**Problem:**
Lay out every line of the records below as a Markdown table with two columns, Row for the row number and Line for the text of that line, skipping any blank lines. Leave the pictures out of the table.

**Data section:**
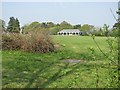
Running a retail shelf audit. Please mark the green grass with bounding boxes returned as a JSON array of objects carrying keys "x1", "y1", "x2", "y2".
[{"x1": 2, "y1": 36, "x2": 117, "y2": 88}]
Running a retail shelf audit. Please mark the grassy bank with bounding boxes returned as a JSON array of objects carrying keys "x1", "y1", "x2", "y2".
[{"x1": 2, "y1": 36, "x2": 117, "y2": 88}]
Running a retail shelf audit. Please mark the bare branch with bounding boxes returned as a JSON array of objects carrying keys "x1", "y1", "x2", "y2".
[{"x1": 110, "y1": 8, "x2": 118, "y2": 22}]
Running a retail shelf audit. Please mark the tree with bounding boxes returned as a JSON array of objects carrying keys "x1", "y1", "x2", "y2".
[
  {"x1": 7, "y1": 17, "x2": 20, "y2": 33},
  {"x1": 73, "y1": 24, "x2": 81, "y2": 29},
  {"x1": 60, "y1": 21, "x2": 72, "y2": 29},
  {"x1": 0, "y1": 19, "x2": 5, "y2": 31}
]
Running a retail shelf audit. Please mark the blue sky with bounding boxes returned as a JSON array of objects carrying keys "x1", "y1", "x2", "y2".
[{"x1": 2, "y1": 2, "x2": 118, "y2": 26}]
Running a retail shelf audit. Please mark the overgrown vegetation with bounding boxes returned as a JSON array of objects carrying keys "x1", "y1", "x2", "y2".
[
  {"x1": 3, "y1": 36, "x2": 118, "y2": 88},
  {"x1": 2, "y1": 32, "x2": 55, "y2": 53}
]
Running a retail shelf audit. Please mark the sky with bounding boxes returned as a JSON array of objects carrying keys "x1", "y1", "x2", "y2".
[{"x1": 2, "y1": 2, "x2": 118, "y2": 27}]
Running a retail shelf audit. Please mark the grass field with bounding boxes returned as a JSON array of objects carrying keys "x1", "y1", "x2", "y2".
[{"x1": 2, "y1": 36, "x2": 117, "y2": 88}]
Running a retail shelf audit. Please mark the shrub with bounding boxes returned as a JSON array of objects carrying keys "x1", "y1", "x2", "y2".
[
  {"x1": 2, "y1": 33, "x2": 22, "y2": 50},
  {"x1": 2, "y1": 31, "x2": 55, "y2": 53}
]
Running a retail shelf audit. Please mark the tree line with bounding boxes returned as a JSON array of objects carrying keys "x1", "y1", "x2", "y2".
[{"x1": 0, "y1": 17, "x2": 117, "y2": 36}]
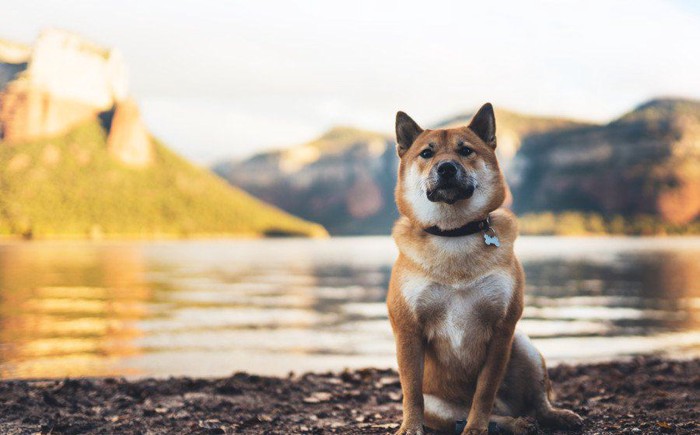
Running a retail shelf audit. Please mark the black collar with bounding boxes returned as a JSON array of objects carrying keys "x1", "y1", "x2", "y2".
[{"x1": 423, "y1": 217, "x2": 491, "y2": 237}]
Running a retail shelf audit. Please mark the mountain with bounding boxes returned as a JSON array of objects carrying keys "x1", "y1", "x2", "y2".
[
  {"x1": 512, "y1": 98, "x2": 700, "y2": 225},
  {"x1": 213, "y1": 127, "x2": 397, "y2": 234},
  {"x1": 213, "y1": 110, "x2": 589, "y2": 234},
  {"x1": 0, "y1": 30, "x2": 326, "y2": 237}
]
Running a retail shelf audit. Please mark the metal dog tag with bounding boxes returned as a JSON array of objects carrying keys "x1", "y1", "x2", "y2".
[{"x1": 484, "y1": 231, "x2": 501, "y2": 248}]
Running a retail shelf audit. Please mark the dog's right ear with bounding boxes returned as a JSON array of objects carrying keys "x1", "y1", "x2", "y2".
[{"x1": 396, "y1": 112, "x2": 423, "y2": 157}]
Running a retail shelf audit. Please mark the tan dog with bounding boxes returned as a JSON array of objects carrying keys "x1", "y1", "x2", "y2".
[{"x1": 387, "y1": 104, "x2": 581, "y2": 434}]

**Correct answer:**
| Row | Line |
|---|---|
| 1 | Running a retail shelf audit. Please mark the green grass with bounding boxes returned as a JSON array of objects carrying keys "x1", "y1", "x2", "y2". |
| 2 | [{"x1": 2, "y1": 36, "x2": 117, "y2": 88}] |
| 3 | Running a retail shelf audit. Please mark the grassy bank with bounding boxes returned as a JSON array of objects carrying keys "x1", "y1", "x2", "y2". |
| 4 | [{"x1": 2, "y1": 36, "x2": 117, "y2": 88}] |
| 5 | Running a retail shelf audit. Please mark the bare branch with bounding boxes returned as a JSON array of objects carrying keys "x1", "y1", "x2", "y2". |
| 6 | [{"x1": 110, "y1": 8, "x2": 118, "y2": 22}] |
| 7 | Running a retail shelf audit. Please mark the tree with bounding boxes returned as a JSON array of objects carrying keys "x1", "y1", "x2", "y2". |
| 8 | [ |
| 9 |   {"x1": 7, "y1": 17, "x2": 20, "y2": 33}, |
| 10 |   {"x1": 73, "y1": 24, "x2": 81, "y2": 29}, |
| 11 |   {"x1": 60, "y1": 21, "x2": 72, "y2": 29}, |
| 12 |   {"x1": 0, "y1": 19, "x2": 5, "y2": 31} |
| 13 | ] |
| 14 | Running a retail shelf audit. Please mark the blue sky with bounding boxes returned as a JSON array of objects carrying keys "x1", "y1", "x2", "y2". |
| 15 | [{"x1": 2, "y1": 2, "x2": 118, "y2": 26}] |
| 16 | Running a retail shelf audit. Please mark the overgrown vegetation with bounding boxes returned as a JSON array of objects carrying keys "x1", "y1", "x2", "y2". |
| 17 | [ |
| 18 |   {"x1": 3, "y1": 36, "x2": 118, "y2": 88}, |
| 19 |   {"x1": 2, "y1": 32, "x2": 55, "y2": 53} |
| 20 | ] |
| 21 | Running a retail shelf audit. Please mark the sky with bounding boxes returned as a JSON array of objects carrying keys "x1", "y1", "x2", "y2". |
| 22 | [{"x1": 2, "y1": 2, "x2": 118, "y2": 27}] |
| 23 | Running a retail shelf audit. Please mark the grass field with bounding boxes returned as a JSON array of objects carrying keys "x1", "y1", "x2", "y2". |
| 24 | [{"x1": 2, "y1": 36, "x2": 117, "y2": 88}] |
| 25 | Running a retail shelf audit. Please mark the shrub with bounding boxes returned as a JSON array of objects carrying keys "x1", "y1", "x2", "y2". |
| 26 | [ |
| 27 |   {"x1": 2, "y1": 33, "x2": 22, "y2": 50}, |
| 28 |   {"x1": 2, "y1": 31, "x2": 55, "y2": 53} |
| 29 | ] |
| 30 | Running a retail shelf audit. Please mark the tree line with bounding boxes returned as a JSON array of objects carrying keys "x1", "y1", "x2", "y2". |
| 31 | [{"x1": 0, "y1": 17, "x2": 117, "y2": 36}] |
| 32 | Running a retail shelf audit. Please mark the black collar with bounding boxes returned as a JSON array of objects carrying keys "x1", "y1", "x2", "y2". |
| 33 | [{"x1": 423, "y1": 217, "x2": 491, "y2": 237}] |
| 34 | Running a retail shelf audit. Please mark the mountain with bounding boxes returned as a JSON array of objects carrying keys "x1", "y1", "x2", "y2". |
| 35 | [ |
| 36 |   {"x1": 512, "y1": 98, "x2": 700, "y2": 225}, |
| 37 |   {"x1": 213, "y1": 127, "x2": 397, "y2": 234}, |
| 38 |   {"x1": 213, "y1": 110, "x2": 589, "y2": 234}, |
| 39 |   {"x1": 0, "y1": 30, "x2": 326, "y2": 237} |
| 40 | ] |
| 41 | Running a retail shelf audit. Please mark the metal dog tag with bounding boxes returned as a JSON array of objects carrying keys "x1", "y1", "x2", "y2". |
| 42 | [{"x1": 484, "y1": 231, "x2": 501, "y2": 248}] |
| 43 | Running a retail shelf audit. Please mark the dog's right ear with bounding boxes returned as a JSON array of objects carrying keys "x1", "y1", "x2", "y2". |
| 44 | [{"x1": 396, "y1": 112, "x2": 423, "y2": 157}] |
| 45 | Running a retail shelf audit. Please mark the tan dog with bounding boxes returned as a JSON array of objects carrying keys "x1", "y1", "x2", "y2". |
| 46 | [{"x1": 387, "y1": 104, "x2": 581, "y2": 434}] |